-- Begin Dataset records --

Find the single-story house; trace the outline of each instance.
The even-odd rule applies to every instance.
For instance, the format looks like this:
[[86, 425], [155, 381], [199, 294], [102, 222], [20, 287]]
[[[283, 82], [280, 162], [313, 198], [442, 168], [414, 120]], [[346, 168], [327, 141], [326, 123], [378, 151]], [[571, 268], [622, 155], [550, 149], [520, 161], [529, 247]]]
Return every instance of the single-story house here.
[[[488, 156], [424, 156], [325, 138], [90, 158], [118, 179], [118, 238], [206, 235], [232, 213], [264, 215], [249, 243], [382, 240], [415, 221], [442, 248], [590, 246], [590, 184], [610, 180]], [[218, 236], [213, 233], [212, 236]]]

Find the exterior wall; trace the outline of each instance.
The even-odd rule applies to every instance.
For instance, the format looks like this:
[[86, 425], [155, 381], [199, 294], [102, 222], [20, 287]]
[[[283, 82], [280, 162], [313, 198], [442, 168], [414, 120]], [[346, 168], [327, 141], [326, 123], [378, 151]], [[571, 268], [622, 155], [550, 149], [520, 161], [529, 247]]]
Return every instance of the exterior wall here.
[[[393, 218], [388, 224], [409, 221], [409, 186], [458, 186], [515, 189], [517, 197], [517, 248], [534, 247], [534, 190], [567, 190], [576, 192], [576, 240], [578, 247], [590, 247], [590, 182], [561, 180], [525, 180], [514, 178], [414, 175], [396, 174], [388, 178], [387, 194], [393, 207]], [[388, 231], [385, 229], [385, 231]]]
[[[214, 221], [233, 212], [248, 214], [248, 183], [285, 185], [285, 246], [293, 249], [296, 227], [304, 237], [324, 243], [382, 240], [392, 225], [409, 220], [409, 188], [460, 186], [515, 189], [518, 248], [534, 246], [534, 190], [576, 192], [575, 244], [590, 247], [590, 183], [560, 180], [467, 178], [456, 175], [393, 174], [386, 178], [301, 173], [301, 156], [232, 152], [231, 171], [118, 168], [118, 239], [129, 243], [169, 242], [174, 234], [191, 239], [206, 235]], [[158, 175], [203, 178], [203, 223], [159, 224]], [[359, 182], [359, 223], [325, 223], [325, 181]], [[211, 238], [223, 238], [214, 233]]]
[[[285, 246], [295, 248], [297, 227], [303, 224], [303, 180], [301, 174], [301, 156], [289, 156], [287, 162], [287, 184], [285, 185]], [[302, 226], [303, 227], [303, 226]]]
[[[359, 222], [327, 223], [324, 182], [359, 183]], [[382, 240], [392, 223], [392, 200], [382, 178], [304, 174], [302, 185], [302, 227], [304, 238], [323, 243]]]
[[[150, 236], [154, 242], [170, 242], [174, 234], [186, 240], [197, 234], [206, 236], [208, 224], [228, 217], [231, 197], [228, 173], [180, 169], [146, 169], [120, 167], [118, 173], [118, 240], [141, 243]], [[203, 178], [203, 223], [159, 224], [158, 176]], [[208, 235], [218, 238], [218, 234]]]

-- End Dataset records --

> _Job_:
Recast every line of the records above as a single numbered list, omitting any blank lines.

> _Solved problem_:
1. Find the single-story house; trace the outline of each instance.
2. The even-odd rule applies to every instance.
3. For instance, the format looks like this:
4. [[86, 425], [155, 381], [199, 294], [102, 222], [20, 287]]
5. [[[283, 82], [280, 162], [313, 198], [442, 168], [414, 120]], [[346, 168], [327, 141], [326, 123], [378, 151]], [[571, 268], [622, 155], [550, 149], [520, 161], [529, 247]]]
6. Return every instance of the single-story house here.
7. [[[488, 156], [424, 156], [325, 138], [90, 158], [118, 179], [118, 238], [206, 235], [232, 213], [264, 215], [249, 243], [382, 240], [415, 221], [442, 248], [590, 246], [590, 184], [610, 180]], [[218, 236], [213, 233], [212, 236]]]
8. Find the exterior wall; trace the outline of each instance.
9. The even-odd rule applies to every instance.
10. For instance, the format looks like this:
11. [[86, 425], [155, 381], [199, 294], [102, 222], [20, 287]]
12. [[[283, 82], [280, 162], [313, 198], [442, 168], [414, 120]], [[346, 168], [327, 141], [326, 123], [378, 151]], [[571, 268], [622, 155], [550, 149], [520, 161], [529, 247]]]
13. Return every instance of the exterior wall here.
14. [[[393, 218], [388, 224], [409, 221], [409, 186], [458, 186], [515, 189], [517, 197], [517, 248], [534, 247], [534, 190], [567, 190], [576, 192], [576, 240], [578, 247], [590, 247], [590, 182], [561, 180], [525, 180], [514, 178], [414, 175], [396, 174], [388, 178], [387, 194], [393, 207]], [[388, 231], [385, 229], [385, 231]]]
15. [[[214, 221], [233, 212], [248, 214], [248, 183], [285, 185], [285, 246], [293, 249], [296, 227], [304, 237], [324, 243], [382, 240], [392, 225], [409, 220], [409, 188], [460, 186], [515, 189], [518, 248], [534, 246], [534, 190], [576, 192], [575, 244], [590, 247], [590, 183], [560, 180], [467, 178], [456, 175], [393, 174], [386, 178], [301, 173], [301, 156], [232, 152], [231, 171], [118, 168], [118, 239], [129, 243], [169, 242], [174, 234], [191, 239], [206, 235]], [[158, 175], [203, 178], [203, 223], [159, 224]], [[359, 182], [359, 223], [325, 223], [325, 181]], [[211, 238], [223, 238], [214, 233]]]
16. [[[285, 246], [295, 248], [297, 227], [303, 224], [303, 180], [301, 174], [301, 156], [289, 156], [287, 162], [287, 184], [285, 185]], [[302, 226], [303, 227], [303, 226]]]
17. [[[359, 222], [327, 223], [324, 182], [359, 183]], [[382, 240], [392, 223], [392, 200], [382, 178], [304, 174], [302, 185], [302, 227], [304, 238], [323, 243]]]
18. [[[150, 236], [154, 242], [170, 242], [174, 234], [186, 240], [197, 234], [206, 236], [208, 224], [228, 217], [231, 197], [228, 173], [180, 169], [146, 169], [120, 167], [118, 173], [118, 240], [141, 243]], [[203, 178], [203, 223], [159, 224], [158, 176]], [[208, 235], [218, 238], [218, 234]]]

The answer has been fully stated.